++++ DATA SHOWN

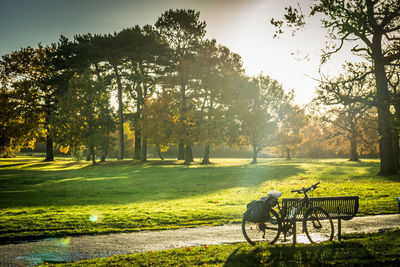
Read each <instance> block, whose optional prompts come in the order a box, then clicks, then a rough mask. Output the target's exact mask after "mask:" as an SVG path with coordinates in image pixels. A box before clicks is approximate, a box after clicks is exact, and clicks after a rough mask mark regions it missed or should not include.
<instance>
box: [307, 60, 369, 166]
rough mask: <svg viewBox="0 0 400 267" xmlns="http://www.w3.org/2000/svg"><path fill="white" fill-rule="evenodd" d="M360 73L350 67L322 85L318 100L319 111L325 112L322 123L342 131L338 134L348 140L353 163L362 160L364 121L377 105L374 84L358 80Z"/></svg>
mask: <svg viewBox="0 0 400 267" xmlns="http://www.w3.org/2000/svg"><path fill="white" fill-rule="evenodd" d="M359 72H360V71H359V67H358V68H357V67H356V66H354V65H351V64H350V65H348V67H347V73H346V74H342V75H339V76H338V77H336V78H333V79H329V80H328V81H322V82H321V85H320V87H319V89H318V90H317V97H316V99H315V102H316V103H317V104H319V107H318V109H319V110H320V111H323V113H324V115H323V116H322V117H321V118H322V120H324V121H327V122H329V123H331V124H333V125H334V126H335V127H336V128H337V129H338V130H337V131H336V134H337V135H344V136H346V138H347V139H348V141H349V143H350V161H358V160H359V159H358V152H357V143H358V141H361V132H362V131H361V128H362V125H361V121H365V116H366V114H367V115H369V110H371V109H372V108H373V106H372V105H373V104H374V99H373V92H372V90H371V88H372V87H373V85H374V84H373V81H371V79H358V78H357V76H358V73H359ZM355 76H356V77H355ZM325 106H328V107H325ZM336 134H335V135H336Z"/></svg>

++++++++

WHAT IS REQUIRED | Every line above should be transcribed word for word; leave the pictures out.

SOLUTION TO THIS TASK |
Read each <instance> block, whose optional prompts come in the order a box, then clicks, then a rough mask. Output the target's exact mask after "mask:" as an SVG path with coordinates in image pixels. A box before clicks is approximate, a box after clicks is exact, and clicks after a rough mask mark regions it missed or should not include.
<instance>
box: [307, 60, 369, 166]
rough mask: <svg viewBox="0 0 400 267" xmlns="http://www.w3.org/2000/svg"><path fill="white" fill-rule="evenodd" d="M360 73L350 67L322 85L318 100L319 111L325 112L322 123L342 131L338 134L348 140L353 163L362 160L364 121L377 105L374 84L358 80Z"/></svg>
mask: <svg viewBox="0 0 400 267" xmlns="http://www.w3.org/2000/svg"><path fill="white" fill-rule="evenodd" d="M359 72H360V71H359V67H358V68H357V67H356V66H354V65H351V64H350V65H348V67H347V73H346V74H342V75H339V76H338V77H336V78H333V79H329V80H328V81H322V82H321V85H320V87H319V89H318V90H317V97H316V99H315V102H316V103H317V104H319V107H318V109H319V110H320V111H323V113H324V115H323V116H322V117H321V118H322V120H324V121H327V122H329V123H331V124H333V125H334V126H335V127H336V128H337V129H338V130H337V131H336V134H337V135H344V136H346V138H347V139H348V141H349V143H350V161H358V160H359V159H358V152H357V143H358V141H361V132H362V131H361V128H362V125H361V121H365V116H366V114H367V115H369V110H371V109H372V108H373V106H372V105H373V104H374V99H373V92H372V90H371V88H372V87H373V85H374V84H373V81H371V79H358V78H357V76H358V73H359ZM355 76H356V77H355ZM325 106H328V107H325ZM336 134H335V135H336Z"/></svg>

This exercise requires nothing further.